**MATERIAL PROVIDED:**
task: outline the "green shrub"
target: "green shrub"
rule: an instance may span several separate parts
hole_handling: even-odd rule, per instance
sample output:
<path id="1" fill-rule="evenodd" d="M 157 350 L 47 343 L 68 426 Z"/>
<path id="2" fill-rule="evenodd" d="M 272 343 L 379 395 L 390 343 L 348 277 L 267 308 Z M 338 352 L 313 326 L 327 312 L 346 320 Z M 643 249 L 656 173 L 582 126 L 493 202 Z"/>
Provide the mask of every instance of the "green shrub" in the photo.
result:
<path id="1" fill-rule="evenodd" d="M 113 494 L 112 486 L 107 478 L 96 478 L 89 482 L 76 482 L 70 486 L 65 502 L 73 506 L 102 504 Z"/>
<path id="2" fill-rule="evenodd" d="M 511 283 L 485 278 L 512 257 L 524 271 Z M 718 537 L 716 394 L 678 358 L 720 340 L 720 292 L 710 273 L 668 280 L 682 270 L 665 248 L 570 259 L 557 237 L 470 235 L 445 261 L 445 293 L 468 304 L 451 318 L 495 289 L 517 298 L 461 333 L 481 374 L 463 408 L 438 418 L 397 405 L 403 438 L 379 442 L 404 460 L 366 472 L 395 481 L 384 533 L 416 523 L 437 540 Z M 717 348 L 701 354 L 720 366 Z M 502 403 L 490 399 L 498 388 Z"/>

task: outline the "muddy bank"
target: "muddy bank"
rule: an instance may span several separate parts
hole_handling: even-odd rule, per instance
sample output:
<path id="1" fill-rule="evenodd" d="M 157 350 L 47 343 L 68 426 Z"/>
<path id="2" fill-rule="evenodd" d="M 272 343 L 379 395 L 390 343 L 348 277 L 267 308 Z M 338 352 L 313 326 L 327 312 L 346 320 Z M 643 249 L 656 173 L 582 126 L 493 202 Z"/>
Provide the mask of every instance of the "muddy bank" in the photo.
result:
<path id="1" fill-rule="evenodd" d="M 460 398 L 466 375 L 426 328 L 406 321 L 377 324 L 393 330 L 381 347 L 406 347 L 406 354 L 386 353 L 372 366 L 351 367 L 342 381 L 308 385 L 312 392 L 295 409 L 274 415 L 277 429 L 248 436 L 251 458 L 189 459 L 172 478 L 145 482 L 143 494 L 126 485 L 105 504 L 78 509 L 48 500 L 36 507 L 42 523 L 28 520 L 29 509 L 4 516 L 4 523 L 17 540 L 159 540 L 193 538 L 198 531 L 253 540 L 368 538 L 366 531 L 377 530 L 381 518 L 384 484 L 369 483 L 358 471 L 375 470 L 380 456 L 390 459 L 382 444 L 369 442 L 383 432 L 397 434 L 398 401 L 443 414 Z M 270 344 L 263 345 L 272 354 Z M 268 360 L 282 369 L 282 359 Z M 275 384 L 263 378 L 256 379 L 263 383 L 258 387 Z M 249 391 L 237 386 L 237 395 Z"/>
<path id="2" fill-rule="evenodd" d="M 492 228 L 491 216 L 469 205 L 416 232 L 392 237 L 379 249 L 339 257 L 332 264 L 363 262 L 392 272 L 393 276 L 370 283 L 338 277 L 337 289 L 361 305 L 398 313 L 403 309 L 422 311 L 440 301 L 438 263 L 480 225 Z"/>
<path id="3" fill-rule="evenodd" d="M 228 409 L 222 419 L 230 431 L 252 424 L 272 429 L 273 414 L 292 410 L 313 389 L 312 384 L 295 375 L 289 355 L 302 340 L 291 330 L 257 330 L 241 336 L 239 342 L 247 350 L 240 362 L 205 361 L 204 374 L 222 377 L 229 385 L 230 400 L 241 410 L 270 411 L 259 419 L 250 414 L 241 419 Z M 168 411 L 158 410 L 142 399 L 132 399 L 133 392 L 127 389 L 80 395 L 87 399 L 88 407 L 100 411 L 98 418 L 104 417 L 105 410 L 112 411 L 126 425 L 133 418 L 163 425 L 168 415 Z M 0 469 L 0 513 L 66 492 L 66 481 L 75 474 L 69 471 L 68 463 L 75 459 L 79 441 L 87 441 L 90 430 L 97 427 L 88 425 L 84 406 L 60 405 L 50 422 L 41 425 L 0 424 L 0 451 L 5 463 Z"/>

**WORK REQUEST:** The answer should repeat every line of the listing exactly.

**COMPLETED TASK:**
task: outline the "green shrub"
target: "green shrub"
rule: an instance may span several separate parts
hole_handling: even-odd rule, per instance
sample output:
<path id="1" fill-rule="evenodd" d="M 157 350 L 47 343 L 68 426 Z"/>
<path id="2" fill-rule="evenodd" d="M 272 343 L 379 395 L 390 343 L 348 277 L 267 308 Z M 338 352 L 313 326 L 327 312 L 346 320 Z M 643 249 L 656 173 L 582 126 L 493 202 Z"/>
Provide the mask of every instance of the "green shrub" in the photo.
result:
<path id="1" fill-rule="evenodd" d="M 113 494 L 112 486 L 107 478 L 96 478 L 89 482 L 76 482 L 70 486 L 65 502 L 73 506 L 102 504 Z"/>
<path id="2" fill-rule="evenodd" d="M 511 283 L 485 278 L 512 257 L 524 271 Z M 718 537 L 716 394 L 678 358 L 720 340 L 720 292 L 710 273 L 668 280 L 682 270 L 665 248 L 570 259 L 557 237 L 470 235 L 445 261 L 445 293 L 468 304 L 451 318 L 495 289 L 517 298 L 461 333 L 481 374 L 463 408 L 438 418 L 397 405 L 403 438 L 379 442 L 404 460 L 366 472 L 395 481 L 384 533 L 416 523 L 437 540 Z M 717 348 L 701 354 L 720 366 Z M 502 403 L 490 399 L 498 388 Z"/>

task: outline the "muddy bank"
target: "muddy bank"
rule: an instance may span several separate parts
hole_handling: even-odd rule, per instance
sample output:
<path id="1" fill-rule="evenodd" d="M 157 350 L 47 343 L 68 426 Z"/>
<path id="2" fill-rule="evenodd" d="M 272 343 L 379 395 L 390 343 L 348 277 L 267 308 Z M 338 352 L 313 326 L 327 312 L 346 320 Z M 643 249 L 656 173 L 582 126 L 493 202 Z"/>
Provide the mask of every instance of the "muddy bank" in the photo.
result:
<path id="1" fill-rule="evenodd" d="M 460 398 L 466 375 L 426 328 L 406 321 L 377 324 L 393 330 L 381 347 L 406 347 L 406 354 L 386 353 L 372 366 L 351 367 L 342 381 L 308 385 L 312 392 L 295 409 L 274 415 L 277 429 L 248 436 L 251 458 L 189 459 L 172 478 L 145 482 L 143 494 L 126 485 L 105 504 L 78 509 L 48 500 L 36 507 L 42 523 L 28 520 L 29 509 L 4 516 L 4 523 L 17 540 L 159 540 L 193 538 L 198 531 L 253 540 L 368 538 L 366 531 L 377 530 L 381 518 L 384 484 L 369 483 L 358 471 L 375 470 L 380 456 L 390 459 L 382 444 L 369 442 L 383 432 L 397 434 L 398 401 L 443 414 Z M 270 344 L 263 345 L 272 354 Z M 268 360 L 282 369 L 282 359 Z M 275 384 L 263 378 L 256 379 L 263 383 L 258 387 Z M 249 391 L 237 386 L 237 395 Z"/>
<path id="2" fill-rule="evenodd" d="M 492 228 L 491 216 L 469 205 L 416 232 L 392 237 L 379 249 L 339 257 L 332 264 L 363 262 L 392 272 L 393 276 L 370 283 L 338 277 L 337 289 L 361 305 L 398 313 L 403 309 L 422 311 L 440 301 L 438 263 L 480 225 Z"/>
<path id="3" fill-rule="evenodd" d="M 228 409 L 222 419 L 230 431 L 252 424 L 272 429 L 273 414 L 292 410 L 313 389 L 312 384 L 295 375 L 289 355 L 302 340 L 291 330 L 257 330 L 241 336 L 239 342 L 247 350 L 240 362 L 205 361 L 204 374 L 222 377 L 229 385 L 230 400 L 241 410 L 270 411 L 259 419 L 250 414 L 241 419 Z M 168 411 L 158 410 L 142 399 L 132 399 L 133 392 L 127 389 L 80 395 L 87 399 L 88 407 L 100 411 L 98 418 L 104 417 L 105 410 L 112 411 L 126 425 L 133 418 L 163 425 L 168 415 Z M 0 469 L 0 513 L 66 492 L 66 481 L 75 474 L 69 471 L 68 463 L 75 459 L 79 441 L 87 441 L 90 430 L 97 427 L 88 425 L 84 406 L 60 405 L 50 422 L 41 425 L 0 424 L 0 451 L 5 463 Z"/>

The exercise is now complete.